COVID‑19 has also highlighted challenges of technologies and the need to manage them more effectively.
COVID‑19 has thus raised the stakes for global, digital cooperation. Over the last few months, my office in partnership with the international telecommunications Union organized a series of webinars on digital cooperation in times of COVID‑19 and beyond.
Many of you participated.
These discussions considered where urgent cooperation is required, such as with regards to the connectivity deficit, Human Rights challenges, trust and security issues.
Think of this, a challenge unique to our times is that hospitals do not just treat COVID‑19 patients, health officials also condition front an alarming number of cases of dangerous miss information and cybercrime. In follow‑up to the Secretary‑General’s call for a global ceasefire, I have stressed that this truce should also apply in the digital world as well. Global cooperation is necessary if we wish to overcome the misinformation pandemic without drastically compromising values like privacy and freedom of speech. It is necessary in the aftermath of this pandemic. In June of last year, the Secretary‑General’s high‑level panel on digital cooperation submitted its final report. The age of digital interdependence following the issuance of the report, the Secretariat reached out in writing to over 500 Member States, other entities and organizations, more than 100 including a number of those participating in EuroDIG provided feedback, roundtable discussion groups of subject matter experts were constituted to discuss the panel’s recommendations which were broken down further into 8 clusters. Yesterday here in New York, the Secretary‑General presented its roadmap for digital cooperation. The report reiterated the Secretary‑General’s support of a multistakeholder approach to digital cooperation.
The high‑level panel noted and I quote, a great deal of dissatisfaction with existing digital cooperation arrangements, a desire for more tangible outcomes, more active participation by governments, and the private sector, more inclusive processes and better follow‑up. End quote.
Similar to the technology devices and applications we use, the Internet Governance Forum and regional, national forums including EuroDIG need to continually be upgraded to be able to be more responsive, relevant to current digital issues.
The roadmap describes the need to consider how we can better position the IGF and its work within the broader U.N. system and includes a series of suggestions to further enhance it.
Including, by improving linkages with regional IGFs. I encourage you to be engaged in the follow‑up of the action areas highlighted by the roadmap and to share your views on how the IGF EuroDIG, national IGFs can be more responsive to the evolving challenges of digital cooperation.
Thank you for your engagement and support of digital cooperation. We welcome your ideas, proposals, we need them and we need your continued support.
Thank you.

DATASET.

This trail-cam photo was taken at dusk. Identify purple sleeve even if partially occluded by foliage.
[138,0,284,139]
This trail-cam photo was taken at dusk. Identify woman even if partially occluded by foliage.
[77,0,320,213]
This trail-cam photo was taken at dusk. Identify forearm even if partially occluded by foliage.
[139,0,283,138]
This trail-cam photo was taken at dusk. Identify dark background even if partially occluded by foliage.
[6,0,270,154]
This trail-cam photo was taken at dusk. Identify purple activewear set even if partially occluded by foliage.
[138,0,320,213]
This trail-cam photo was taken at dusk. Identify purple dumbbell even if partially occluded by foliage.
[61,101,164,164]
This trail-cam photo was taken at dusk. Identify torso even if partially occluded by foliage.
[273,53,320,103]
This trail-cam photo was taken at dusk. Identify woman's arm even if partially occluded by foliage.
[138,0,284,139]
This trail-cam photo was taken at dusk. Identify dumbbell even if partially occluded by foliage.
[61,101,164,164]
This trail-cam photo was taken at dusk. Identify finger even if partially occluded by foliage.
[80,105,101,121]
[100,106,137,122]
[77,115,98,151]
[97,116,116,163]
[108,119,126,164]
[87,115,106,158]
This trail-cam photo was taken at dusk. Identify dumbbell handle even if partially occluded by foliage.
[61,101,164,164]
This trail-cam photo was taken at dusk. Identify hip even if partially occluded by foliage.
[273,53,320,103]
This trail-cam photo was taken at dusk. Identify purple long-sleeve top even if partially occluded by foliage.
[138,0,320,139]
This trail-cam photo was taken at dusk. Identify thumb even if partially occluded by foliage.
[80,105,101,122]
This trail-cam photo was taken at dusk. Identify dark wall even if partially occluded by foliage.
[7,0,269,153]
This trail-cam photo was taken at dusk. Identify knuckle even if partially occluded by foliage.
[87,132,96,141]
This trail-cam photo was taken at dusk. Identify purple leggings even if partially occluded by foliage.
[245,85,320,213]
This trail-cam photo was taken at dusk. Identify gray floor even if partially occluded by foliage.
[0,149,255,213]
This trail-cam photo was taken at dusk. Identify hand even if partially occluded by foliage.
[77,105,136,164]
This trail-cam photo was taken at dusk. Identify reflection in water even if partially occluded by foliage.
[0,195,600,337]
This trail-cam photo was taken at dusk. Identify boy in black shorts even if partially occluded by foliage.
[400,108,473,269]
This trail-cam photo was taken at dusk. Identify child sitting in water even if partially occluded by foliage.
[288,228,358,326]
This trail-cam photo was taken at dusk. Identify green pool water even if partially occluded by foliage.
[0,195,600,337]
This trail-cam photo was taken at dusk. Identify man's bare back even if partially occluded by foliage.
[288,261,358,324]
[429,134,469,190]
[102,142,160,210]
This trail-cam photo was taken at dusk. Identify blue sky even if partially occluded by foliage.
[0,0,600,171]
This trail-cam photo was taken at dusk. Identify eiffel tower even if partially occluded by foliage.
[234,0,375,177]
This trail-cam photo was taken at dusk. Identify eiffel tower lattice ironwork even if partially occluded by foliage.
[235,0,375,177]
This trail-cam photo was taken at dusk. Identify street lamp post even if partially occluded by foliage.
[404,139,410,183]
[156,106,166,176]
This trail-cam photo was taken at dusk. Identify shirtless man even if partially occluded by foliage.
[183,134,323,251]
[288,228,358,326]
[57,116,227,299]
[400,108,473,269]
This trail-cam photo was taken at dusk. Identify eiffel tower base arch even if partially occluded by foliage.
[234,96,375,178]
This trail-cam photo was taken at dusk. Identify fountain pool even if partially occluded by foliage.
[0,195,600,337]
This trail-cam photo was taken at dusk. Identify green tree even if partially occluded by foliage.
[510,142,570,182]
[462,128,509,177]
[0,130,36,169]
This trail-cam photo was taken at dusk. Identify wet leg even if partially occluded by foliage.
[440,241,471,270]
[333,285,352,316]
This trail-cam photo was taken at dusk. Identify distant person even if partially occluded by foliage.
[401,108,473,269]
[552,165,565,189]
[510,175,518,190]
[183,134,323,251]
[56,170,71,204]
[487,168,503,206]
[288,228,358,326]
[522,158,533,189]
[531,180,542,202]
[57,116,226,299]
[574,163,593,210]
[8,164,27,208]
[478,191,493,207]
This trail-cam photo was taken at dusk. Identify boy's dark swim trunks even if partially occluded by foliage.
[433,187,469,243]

EXERCISE OBJECTIVE.
In the speech on digital cooperation, copy the passage from "Including, by improving" up to and including "challenges of digital cooperation.", swapping "encourage" for "urge".

TASK OUTPUT.
Including, by improving linkages with regional IGFs. I urge you to be engaged in the follow‑up of the action areas highlighted by the roadmap and to share your views on how the IGF EuroDIG, national IGFs can be more responsive to the evolving challenges of digital cooperation.